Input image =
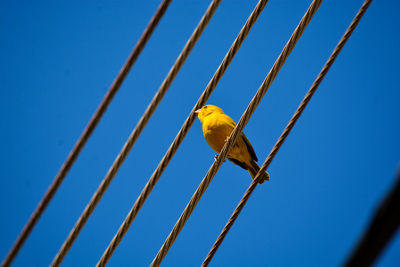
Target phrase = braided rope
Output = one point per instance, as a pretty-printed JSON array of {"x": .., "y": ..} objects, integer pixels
[
  {"x": 287, "y": 130},
  {"x": 232, "y": 139},
  {"x": 73, "y": 155},
  {"x": 182, "y": 133},
  {"x": 135, "y": 133}
]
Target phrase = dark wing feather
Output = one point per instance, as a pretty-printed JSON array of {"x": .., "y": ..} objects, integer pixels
[
  {"x": 239, "y": 163},
  {"x": 249, "y": 147}
]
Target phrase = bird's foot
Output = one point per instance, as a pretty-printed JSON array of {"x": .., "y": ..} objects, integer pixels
[{"x": 216, "y": 158}]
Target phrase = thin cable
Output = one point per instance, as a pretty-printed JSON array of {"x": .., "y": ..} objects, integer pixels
[
  {"x": 135, "y": 133},
  {"x": 239, "y": 127},
  {"x": 86, "y": 134},
  {"x": 287, "y": 130},
  {"x": 182, "y": 133}
]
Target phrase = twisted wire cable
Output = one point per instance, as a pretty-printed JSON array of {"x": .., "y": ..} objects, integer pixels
[
  {"x": 182, "y": 133},
  {"x": 239, "y": 127},
  {"x": 135, "y": 133},
  {"x": 287, "y": 130},
  {"x": 73, "y": 155}
]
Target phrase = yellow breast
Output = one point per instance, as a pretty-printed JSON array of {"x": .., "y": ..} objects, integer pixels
[{"x": 216, "y": 129}]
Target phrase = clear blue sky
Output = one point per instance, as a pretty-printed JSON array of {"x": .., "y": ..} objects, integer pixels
[{"x": 58, "y": 59}]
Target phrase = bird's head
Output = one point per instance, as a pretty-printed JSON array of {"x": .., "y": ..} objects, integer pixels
[{"x": 208, "y": 110}]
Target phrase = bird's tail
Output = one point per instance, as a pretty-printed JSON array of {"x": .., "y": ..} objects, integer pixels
[{"x": 253, "y": 170}]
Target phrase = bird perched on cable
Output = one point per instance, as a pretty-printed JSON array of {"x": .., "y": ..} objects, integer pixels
[{"x": 217, "y": 127}]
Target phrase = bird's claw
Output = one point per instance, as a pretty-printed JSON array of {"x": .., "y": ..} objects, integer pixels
[{"x": 216, "y": 158}]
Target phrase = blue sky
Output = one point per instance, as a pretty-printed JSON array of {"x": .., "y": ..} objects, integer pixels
[{"x": 58, "y": 59}]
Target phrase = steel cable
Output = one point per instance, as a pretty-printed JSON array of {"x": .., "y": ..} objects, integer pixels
[
  {"x": 182, "y": 133},
  {"x": 239, "y": 127},
  {"x": 73, "y": 155},
  {"x": 135, "y": 134},
  {"x": 287, "y": 130}
]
|---|
Problem description -> Look through the entries above, and wherever a line holds the string "cable", copy it.

The answer ->
Target phrase = thin cable
Target phrase = twisted wire cable
Target phrase = bird perched on cable
Target phrase = steel cable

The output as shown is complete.